BEGIN

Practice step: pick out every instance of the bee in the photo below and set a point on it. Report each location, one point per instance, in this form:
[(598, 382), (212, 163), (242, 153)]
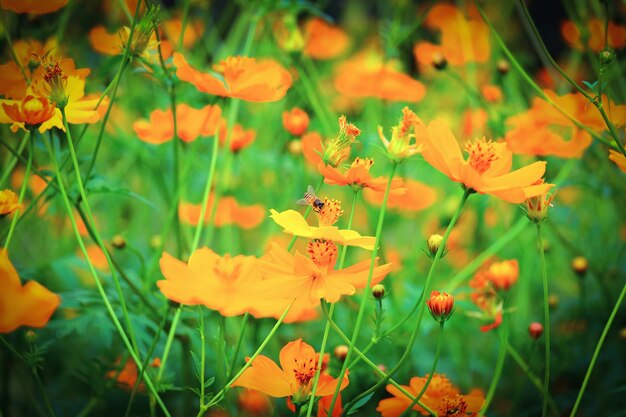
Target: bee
[(310, 199)]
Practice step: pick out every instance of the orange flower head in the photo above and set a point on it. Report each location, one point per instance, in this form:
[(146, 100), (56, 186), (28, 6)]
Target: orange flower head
[(440, 305), (31, 111), (402, 144), (537, 208), (293, 379), (487, 168), (23, 305), (296, 121), (338, 148), (440, 396), (239, 77)]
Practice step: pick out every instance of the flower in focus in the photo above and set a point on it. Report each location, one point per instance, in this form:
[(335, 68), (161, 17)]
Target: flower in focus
[(537, 208), (462, 40), (314, 277), (403, 143), (33, 6), (239, 136), (23, 305), (595, 36), (618, 158), (338, 148), (8, 202), (295, 121), (487, 168), (323, 40), (440, 396), (239, 77), (440, 305), (191, 123), (293, 379), (358, 176), (30, 111)]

END

§ Problem description
Reproduce all of the rows above verbatim, omitting the picture.

§ Final result
Practice step: pick out every instance of the bee in the photo below and set a point on it. Report each location, one point per instance, in this form:
[(598, 382), (212, 163), (242, 153)]
Target: bee
[(310, 199)]
Practice step: pick out every instance of the orange flower head in the photo above and set a point on it. Report each location, one point per instance, in this form:
[(146, 100), (56, 186), (28, 6)]
Target: orange flower head
[(440, 305), (31, 111), (402, 144), (537, 208), (293, 379), (487, 168), (23, 305), (296, 121), (338, 148), (440, 396), (239, 77)]
Practice step: pick out every instance of the flower in focus in the photo above and set a point on it. Report each location, one point per instance, in this form:
[(335, 68), (161, 17)]
Target: flower in focus
[(537, 208), (462, 40), (314, 277), (403, 143), (33, 6), (239, 136), (23, 305), (595, 36), (618, 158), (338, 148), (8, 202), (295, 121), (487, 168), (323, 40), (440, 396), (239, 77), (440, 305), (191, 123), (293, 379), (358, 176), (30, 111)]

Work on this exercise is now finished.